### The exercise
Please copy out the data below, substituting "button-down shirt" for every "white dress shirt" and keeping everything else the same. Omit the pictures.

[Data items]
◇ ◇ ◇ ◇ ◇ ◇ ◇

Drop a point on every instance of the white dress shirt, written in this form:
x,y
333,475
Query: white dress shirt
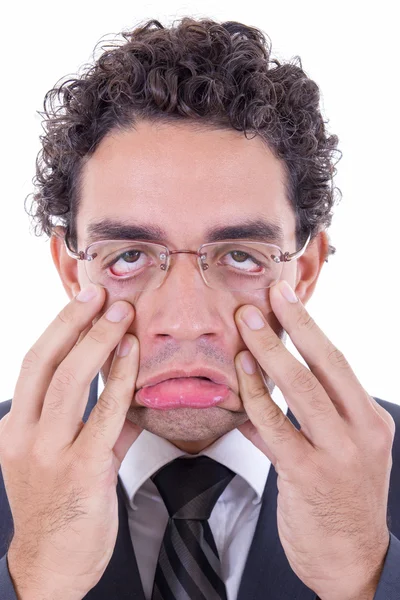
x,y
233,519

◇ ◇ ◇ ◇ ◇ ◇ ◇

### Expected answer
Drop a point on every instance of the button-down shirt, written in this form:
x,y
333,475
Query: button-down shirt
x,y
233,519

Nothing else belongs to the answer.